> **Consigne 1**: Dans la critique de « Pastorale américaine », condensez sous forme de liste le paragraphe qui commence par « Le Suédois a réussi sa vie », en gardant ses faits essentiels.

□ □ □ □ □

" Pastorale américaine " 16/20 de Philip Roth
Après trente six ans, Monsieur Zuckerman, un écrivain notoire, retrouve Seymour Levov dit " Le Suédois ": l'athlète vedette de son lycée de Newark. Toujours aussi splendide, Levov l'invincible, le généreux, l'idole des années de guerre, le petit-fils d'immigrés juifs est devenu un Américain plus vrai que nature.
Le Suédois a réussi sa vie : en faisant prospérer la ganterie paternelle, puis en épousant la très irlandaise Miss New Jersey 1949. Il demeure désormais loin du vacarme de la ville, dans une vieille maison de pierre, entourée d'un cadre très bucolique, où poussent des érables centenaires, une vraie pastorale américaine.
La photo semble des plus belles, cependant, elle est dramatiquement incomplète. Hors champ, il y a Merry, la fille rebelle, qui sera le grain de sable de cette si douce harmonie. Nous sommes dans les années 1960, et le spectre d'une jeune Amérique en effervescence se profile à l'horizon, celle qui dénoncera entre autre la boucherie vietnamienne.
Où comment édifier avec application une structure familiale sans défaut, respectable, puis constater avec horreur qu'une brèche non résorbable vient de scier ces fondations, tellement pensées indestructibles.
Philip Roth nous propose ici une grande et profonde symphonie sur le rêve américain d'une famille d'origine juive d’Europe de l'Est, qui pense avoir réussi parfaitement son intégration. En effet, en trois générations, ils ont réussi à créer une entreprise de confection de gants de luxe plutôt florissante, en mettant en avant les valeurs chères de la société américaine, que sont : le travail, la persévérance et le libéralisme.
Seymour Levov, surnommé " Le Suédois", le dernier à reprendre l'affaire familiale, aura su au lycée marquer de son empreinte mythique le monde sportif, notamment au basket, au base-ball et au football. Puis il s'engagera dans les Marines avant la fin de la guerre, et enfin épousera Miss New Jersey, issue de la communauté irlandaise catholique, prouvant une fois de plus à la société, son envie d'assimilation totale.
C'est le bégaiement de la seule enfant du couple : Merry, une fille alerte et intelligente, qui marquera la première fissure de la structure. Puis avec l'adolescence, malgré un traitement de sa dyslexie, l'attitude de Merry se modifiera en devenant de plus en plus agressive, contestataire et rebelle. La guerre du Vietnam lui donnera le prétexte idéal pour déclamer avec force, une voix discordance dans l'harmonie familiale. Dès lors pour elle, être américaine, c'est haïr l'Amérique. Pour ses parents, c'est un mur d'incompréhension, ils la prennent pour une gamine exaltée, une adolescente aux idées confuses, comment leur propre enfant peut-elle s'aveugler au point de vouer aux gémonies le système qui a donné toutes les chances de succès à sa famille ? Comment peut-elle traîner dans la fange ses "capitalistes" de parents, comme si leur fortune avait été le produit d'autre chose que trois générations courageuses, tenaces et appliquées ?

□ □ □ □ □

> **Consigne 2**: Reproduisez toutes les lignes de la liste ci-dessous dans un tableau Markdown à deux colonnes, « N° » et « Ligne », sans les lignes vides. Laissez les images de côté.

□ □ □ □ □

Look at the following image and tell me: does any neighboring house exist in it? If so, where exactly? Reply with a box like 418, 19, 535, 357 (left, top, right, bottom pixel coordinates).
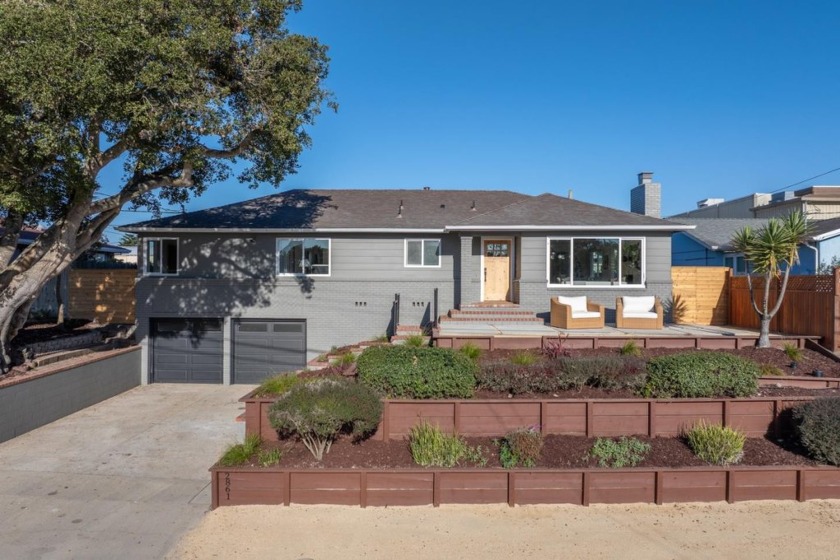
671, 185, 840, 221
671, 218, 840, 275
0, 226, 129, 317
120, 173, 692, 383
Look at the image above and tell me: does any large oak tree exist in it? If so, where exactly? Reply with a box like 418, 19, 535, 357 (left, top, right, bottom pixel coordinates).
0, 0, 333, 368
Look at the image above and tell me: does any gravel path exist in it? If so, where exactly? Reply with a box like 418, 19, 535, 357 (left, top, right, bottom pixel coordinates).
167, 500, 840, 560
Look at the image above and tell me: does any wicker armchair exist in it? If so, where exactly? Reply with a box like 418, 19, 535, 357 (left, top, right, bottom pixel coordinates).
615, 296, 663, 329
551, 296, 604, 329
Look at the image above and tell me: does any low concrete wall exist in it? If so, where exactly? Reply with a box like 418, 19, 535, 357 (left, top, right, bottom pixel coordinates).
0, 348, 140, 442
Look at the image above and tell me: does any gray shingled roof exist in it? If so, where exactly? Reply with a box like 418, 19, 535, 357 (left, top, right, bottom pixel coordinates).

□ □ □ □ □

> **Réponse rédigée 1**:
- Le Suédois a réussi sa vie en faisant prospérer la ganterie paternelle.
- Il a épousé la très irlandaise Miss New Jersey 1949.
- Il vit loin du vacarme de la ville, dans une vieille maison de pierre au cadre bucolique planté d'érables centenaires, une vraie pastorale américaine.

> **Réponse rédigée 2**:
| N° | Ligne |
|---|---|
| 1 | Look at the following image and tell me: does any neighboring house exist in it? If so, where exactly? Reply with a box like 418, 19, 535, 357 (left, top, right, bottom pixel coordinates). |
| 2 | 671, 185, 840, 221 |
| 3 | 671, 218, 840, 275 |
| 4 | 0, 226, 129, 317 |
| 5 | 120, 173, 692, 383 |
| 6 | Look at the image above and tell me: does any large oak tree exist in it? If so, where exactly? Reply with a box like 418, 19, 535, 357 (left, top, right, bottom pixel coordinates). |
| 7 | 0, 0, 333, 368 |
| 8 | Look at the image above and tell me: does any gravel path exist in it? If so, where exactly? Reply with a box like 418, 19, 535, 357 (left, top, right, bottom pixel coordinates). |
| 9 | 167, 500, 840, 560 |
| 10 | Look at the image above and tell me: does any wicker armchair exist in it? If so, where exactly? Reply with a box like 418, 19, 535, 357 (left, top, right, bottom pixel coordinates). |
| 11 | 615, 296, 663, 329 |
| 12 | 551, 296, 604, 329 |
| 13 | Look at the image above and tell me: does any low concrete wall exist in it? If so, where exactly? Reply with a box like 418, 19, 535, 357 (left, top, right, bottom pixel coordinates). |
| 14 | 0, 348, 140, 442 |
| 15 | Look at the image above and tell me: does any gray shingled roof exist in it? If so, where exactly? Reply with a box like 418, 19, 535, 357 (left, top, right, bottom pixel coordinates). |